'''
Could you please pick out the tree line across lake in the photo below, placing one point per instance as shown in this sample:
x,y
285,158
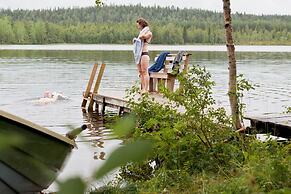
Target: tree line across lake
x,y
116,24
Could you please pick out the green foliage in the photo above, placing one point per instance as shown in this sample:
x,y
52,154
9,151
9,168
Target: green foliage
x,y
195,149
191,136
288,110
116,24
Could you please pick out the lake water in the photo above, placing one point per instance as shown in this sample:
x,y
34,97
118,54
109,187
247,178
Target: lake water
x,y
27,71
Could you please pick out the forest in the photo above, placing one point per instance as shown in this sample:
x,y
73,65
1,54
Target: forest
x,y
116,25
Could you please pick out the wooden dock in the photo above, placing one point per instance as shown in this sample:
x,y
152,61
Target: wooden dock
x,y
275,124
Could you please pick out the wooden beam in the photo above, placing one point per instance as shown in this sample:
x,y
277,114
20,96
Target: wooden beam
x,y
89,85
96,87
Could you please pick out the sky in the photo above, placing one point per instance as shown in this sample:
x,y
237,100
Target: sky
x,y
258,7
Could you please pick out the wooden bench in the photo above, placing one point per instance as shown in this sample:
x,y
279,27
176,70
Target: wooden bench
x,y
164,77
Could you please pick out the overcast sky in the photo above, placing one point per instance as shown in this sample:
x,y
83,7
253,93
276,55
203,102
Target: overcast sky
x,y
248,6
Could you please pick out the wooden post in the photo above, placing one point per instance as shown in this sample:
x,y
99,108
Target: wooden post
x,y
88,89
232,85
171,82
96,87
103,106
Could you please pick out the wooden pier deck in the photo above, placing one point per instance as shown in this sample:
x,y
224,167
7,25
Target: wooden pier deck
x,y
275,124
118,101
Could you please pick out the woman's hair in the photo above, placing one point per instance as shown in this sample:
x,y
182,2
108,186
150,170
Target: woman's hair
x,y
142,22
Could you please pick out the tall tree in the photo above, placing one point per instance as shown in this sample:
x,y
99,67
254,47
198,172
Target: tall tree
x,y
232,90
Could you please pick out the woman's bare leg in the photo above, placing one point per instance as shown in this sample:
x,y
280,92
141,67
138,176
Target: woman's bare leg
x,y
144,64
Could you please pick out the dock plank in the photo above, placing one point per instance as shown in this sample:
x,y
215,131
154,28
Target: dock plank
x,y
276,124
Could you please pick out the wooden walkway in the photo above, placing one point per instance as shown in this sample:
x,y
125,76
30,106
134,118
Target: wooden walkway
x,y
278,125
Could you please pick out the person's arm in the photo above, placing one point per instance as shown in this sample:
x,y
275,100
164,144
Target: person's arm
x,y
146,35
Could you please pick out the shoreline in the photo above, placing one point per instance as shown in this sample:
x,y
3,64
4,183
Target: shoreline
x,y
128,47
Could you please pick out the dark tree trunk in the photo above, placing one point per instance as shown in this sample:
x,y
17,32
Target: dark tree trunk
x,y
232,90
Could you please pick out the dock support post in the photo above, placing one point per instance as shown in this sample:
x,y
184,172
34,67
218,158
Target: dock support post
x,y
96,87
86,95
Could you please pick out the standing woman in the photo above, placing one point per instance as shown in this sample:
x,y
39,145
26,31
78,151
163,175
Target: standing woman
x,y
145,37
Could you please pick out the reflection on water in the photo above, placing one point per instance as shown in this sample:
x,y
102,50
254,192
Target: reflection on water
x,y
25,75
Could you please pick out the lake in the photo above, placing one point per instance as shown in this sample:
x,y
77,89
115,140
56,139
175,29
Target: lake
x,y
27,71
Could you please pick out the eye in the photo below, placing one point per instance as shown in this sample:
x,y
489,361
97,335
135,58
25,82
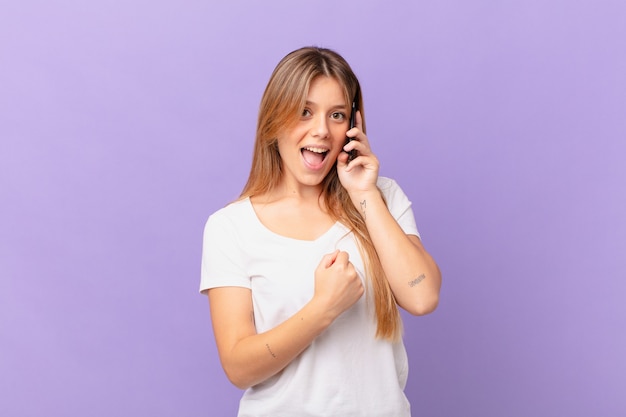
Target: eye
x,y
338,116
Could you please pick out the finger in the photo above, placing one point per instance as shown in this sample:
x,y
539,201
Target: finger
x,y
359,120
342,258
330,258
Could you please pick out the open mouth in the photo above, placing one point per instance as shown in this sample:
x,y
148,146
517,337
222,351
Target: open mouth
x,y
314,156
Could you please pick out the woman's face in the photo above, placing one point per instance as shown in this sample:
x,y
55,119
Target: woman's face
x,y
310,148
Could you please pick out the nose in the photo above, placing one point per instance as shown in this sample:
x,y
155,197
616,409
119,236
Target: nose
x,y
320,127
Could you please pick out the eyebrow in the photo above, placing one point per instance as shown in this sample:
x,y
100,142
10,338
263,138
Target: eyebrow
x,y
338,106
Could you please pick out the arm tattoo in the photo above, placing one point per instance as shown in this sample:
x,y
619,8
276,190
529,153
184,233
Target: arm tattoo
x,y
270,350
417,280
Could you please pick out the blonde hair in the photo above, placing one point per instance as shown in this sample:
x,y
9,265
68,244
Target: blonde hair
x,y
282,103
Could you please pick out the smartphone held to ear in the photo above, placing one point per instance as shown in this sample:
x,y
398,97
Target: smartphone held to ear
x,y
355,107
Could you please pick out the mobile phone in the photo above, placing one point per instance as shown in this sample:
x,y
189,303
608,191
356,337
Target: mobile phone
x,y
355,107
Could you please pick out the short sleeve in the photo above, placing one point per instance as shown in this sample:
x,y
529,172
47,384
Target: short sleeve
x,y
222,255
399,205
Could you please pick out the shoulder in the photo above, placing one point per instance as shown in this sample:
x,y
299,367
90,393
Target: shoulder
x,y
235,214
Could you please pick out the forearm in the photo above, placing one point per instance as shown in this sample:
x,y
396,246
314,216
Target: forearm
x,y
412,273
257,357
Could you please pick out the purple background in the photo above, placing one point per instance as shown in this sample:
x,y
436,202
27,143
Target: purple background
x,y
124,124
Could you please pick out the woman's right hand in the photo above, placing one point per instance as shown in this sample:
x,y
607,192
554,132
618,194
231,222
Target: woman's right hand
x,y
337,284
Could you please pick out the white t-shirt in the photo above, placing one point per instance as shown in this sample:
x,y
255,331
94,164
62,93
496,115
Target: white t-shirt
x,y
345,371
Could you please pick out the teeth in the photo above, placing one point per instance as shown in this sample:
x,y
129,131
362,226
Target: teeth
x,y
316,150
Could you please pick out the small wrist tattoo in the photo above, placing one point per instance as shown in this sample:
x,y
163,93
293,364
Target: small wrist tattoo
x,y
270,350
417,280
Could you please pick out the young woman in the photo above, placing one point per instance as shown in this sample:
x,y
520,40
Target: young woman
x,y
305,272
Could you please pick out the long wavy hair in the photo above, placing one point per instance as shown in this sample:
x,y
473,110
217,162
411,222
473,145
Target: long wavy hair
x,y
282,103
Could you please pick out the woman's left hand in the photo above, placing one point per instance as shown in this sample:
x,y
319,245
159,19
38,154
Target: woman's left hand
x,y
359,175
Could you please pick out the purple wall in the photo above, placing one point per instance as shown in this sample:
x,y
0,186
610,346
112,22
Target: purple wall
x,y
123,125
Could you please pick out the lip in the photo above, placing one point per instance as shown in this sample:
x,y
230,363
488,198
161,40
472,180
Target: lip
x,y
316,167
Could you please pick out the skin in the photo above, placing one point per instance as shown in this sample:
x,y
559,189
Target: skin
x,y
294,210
'''
• _WHAT YOU NEED TO DO_
Copy the material shown above in full and exactly. Skip the pictures.

• _SOLUTION BELOW_
Could you please pick out the tree line across lake in the photo below, placing one point per instance as shown in this sample:
x,y
285,158
Target: tree line across lake
x,y
116,24
Could you please pick out the green foliage in the photo above, placing one point per instance as shown in this sample:
x,y
52,154
9,151
9,168
Target: green foliage
x,y
195,149
191,136
288,110
116,24
Could you please pick out the lake water in the photo above, placing one point per instance as shown in this sample:
x,y
34,97
118,54
109,187
247,178
Target: lake water
x,y
27,71
Could you please pick out the forest in the photo above, placing one point per instance as shown in this sample:
x,y
73,65
1,54
Target: forest
x,y
116,25
Could you please pick out the wooden dock in the photo above, placing one point per instance as shown in this sample:
x,y
152,61
Target: wooden dock
x,y
275,124
Could you please pick out the wooden beam in the photo above, placing one point per instance as shown in this sample:
x,y
277,114
20,96
Target: wooden beam
x,y
89,85
96,87
Could you please pick out the sky in the photo above, placing one point per instance as shown in this sample:
x,y
237,100
Target: sky
x,y
258,7
Could you please pick out the wooden bench in the photo above, placing one point per instance as shown in this sample:
x,y
279,27
176,70
Target: wooden bench
x,y
164,77
Could you please pick out the overcast sky in the photo above, placing one point per instance as shown in this sample:
x,y
83,7
253,93
276,55
203,102
Target: overcast sky
x,y
248,6
Could you please pick out the wooden post in the photo above, placing one point per instance as shown in this sample:
x,y
99,108
Target: wooden post
x,y
88,89
232,85
171,82
96,87
103,106
Could you please pick out the wooden pier deck in the photo above, placing one point per instance as shown in this sample:
x,y
224,167
7,25
Target: wooden pier deck
x,y
275,124
118,101
Could you please pick out the woman's hair in the photo above, placing one point per instance as shown in this sample:
x,y
182,2
108,186
150,170
Target: woman's hair
x,y
142,22
Could you please pick out the tall tree in the photo above, placing one point per instance as shown in this sample:
x,y
99,67
254,47
198,172
Target: tall tree
x,y
232,90
Could you please pick out the woman's bare leg in the photo above, placing one point per instance as shown in this sample:
x,y
280,92
141,67
138,176
Target: woman's bare leg
x,y
144,64
Could you please pick out the dock plank in the photo above, placing one point per instance as shown in this sample:
x,y
215,131
154,28
Target: dock plank
x,y
276,124
Could you please pick out the wooden walkway in the photo above, placing one point per instance as shown in this sample:
x,y
125,76
30,106
134,118
Target: wooden walkway
x,y
278,125
Could you please pick out the person's arm in the photo above, placing one point per instance as shown in this sample:
x,y
275,100
164,144
Target: person's arm
x,y
146,35
Could you please pick out the shoreline in the photo above, placing one point per instance as shown in this sample:
x,y
3,64
4,183
Target: shoreline
x,y
128,47
Could you please pick out the dark tree trunk in the photo above, placing one point per instance as shown in this sample:
x,y
17,32
Target: dark tree trunk
x,y
232,90
Could you please pick out the dock support post in the photo above, placing one point per instance as shown in this sample:
x,y
184,172
34,67
218,158
Target: dock support post
x,y
96,87
86,95
Could you please pick out the standing woman in the photo above, placing one point per instance as shown in this sample:
x,y
39,145
26,31
78,151
163,175
Target: standing woman
x,y
145,37
Could you please pick out the reflection on water in the photo above, placing one point per instance as shown in this sample:
x,y
102,50
254,192
Target: reflection on water
x,y
25,75
Could you please pick out the lake in the photo above, placing one point per instance as shown in this sample:
x,y
77,89
115,140
56,139
175,29
Target: lake
x,y
27,71
Could you please pick out the eye in the photo below, placing one point per instance as shown in this sample:
x,y
489,361
97,335
135,58
25,82
Target: eye
x,y
338,116
Could you please pick out the finger in the photo above, placing one point per instance as shown in this sample:
x,y
539,201
Target: finger
x,y
359,120
342,258
330,258
Could you please pick out the open mouth in the photo above, placing one point per instance as shown in this sample:
x,y
148,146
517,337
222,351
Target: open mouth
x,y
314,156
Could you please pick out the woman's face in the photo above, placing one point per instance as shown in this sample:
x,y
55,119
Target: woman's face
x,y
310,148
Could you please pick out the nose in the photo above, placing one point per instance as shown in this sample:
x,y
155,197
616,409
119,236
Target: nose
x,y
320,127
Could you please pick out the eyebrow in the photo above, placing one point per instance as shown in this sample:
x,y
100,142
10,338
263,138
Target: eyebrow
x,y
338,106
Could you please pick out the arm tattoo in the photo above, placing one point per instance as shown in this sample:
x,y
619,8
276,190
529,153
184,233
Target: arm tattoo
x,y
270,350
417,280
Could you please pick out the blonde hair in the photo above, placing one point per instance as shown in this sample:
x,y
9,265
68,244
Target: blonde hair
x,y
282,103
Could you please pick out the smartphone held to ear in the photo above, placing one point per instance as shown in this sample:
x,y
398,97
Target: smartphone held to ear
x,y
355,107
Could you please pick out the mobile phone in the photo above, placing one point per instance as shown in this sample:
x,y
189,303
608,191
356,337
Target: mobile phone
x,y
355,107
Could you please pick out the short sleeve in the photo above, placing one point per instance as shown in this sample:
x,y
529,172
47,384
Target: short sleeve
x,y
222,255
399,205
Could you please pick out the shoulder in the photo above, placing one point per instance as shown in this sample:
x,y
299,367
90,393
Target: shoulder
x,y
235,214
Could you please pick out the forearm in the photo above, placing one point per instance as shown in this sample:
x,y
396,246
314,216
Target: forearm
x,y
412,273
257,357
Could you please pick out the purple background in the photo above, placing one point per instance as shown in this sample:
x,y
436,202
27,143
Target: purple background
x,y
124,124
Could you please pick out the woman's right hand in the photo above, placing one point per instance as shown in this sample:
x,y
607,192
554,132
618,194
231,222
Target: woman's right hand
x,y
337,284
Could you please pick out the white t-shirt in the photo above, placing one point per instance as shown in this sample:
x,y
255,331
94,164
62,93
496,115
Target: white t-shirt
x,y
345,371
Could you please pick out the teeth in the photo above, placing one point per instance as shown in this sample:
x,y
129,131
362,226
Target: teeth
x,y
316,150
Could you please pick out the small wrist tattoo in the photo above, placing one point per instance as shown in this sample:
x,y
163,93
293,364
Target: small wrist tattoo
x,y
270,350
417,280
Could you please pick out the young woman in the photo above, placing one point per instance as shown in this sample:
x,y
520,40
Target: young woman
x,y
305,272
Could you please pick out the long wavy hair in the photo above, placing one point per instance as shown in this sample:
x,y
473,110
217,162
411,222
473,145
Target: long wavy hair
x,y
282,103
Could you please pick out the woman's left hand in the photo above, placing one point per instance as shown in this sample:
x,y
319,245
159,19
38,154
Target: woman's left hand
x,y
359,175
Could you please pick out the purple wall in the photo above, placing one point per instance as shown in this sample:
x,y
0,186
610,346
112,22
Target: purple wall
x,y
123,125
Could you please pick out the lip in the photo above, placing one point per instance as shown in this sample:
x,y
230,363
488,198
161,40
472,180
Target: lip
x,y
316,167
Could you please pick out the skin in the photo above, placing one point per instance as shown in this sample:
x,y
559,189
Target: skin
x,y
294,210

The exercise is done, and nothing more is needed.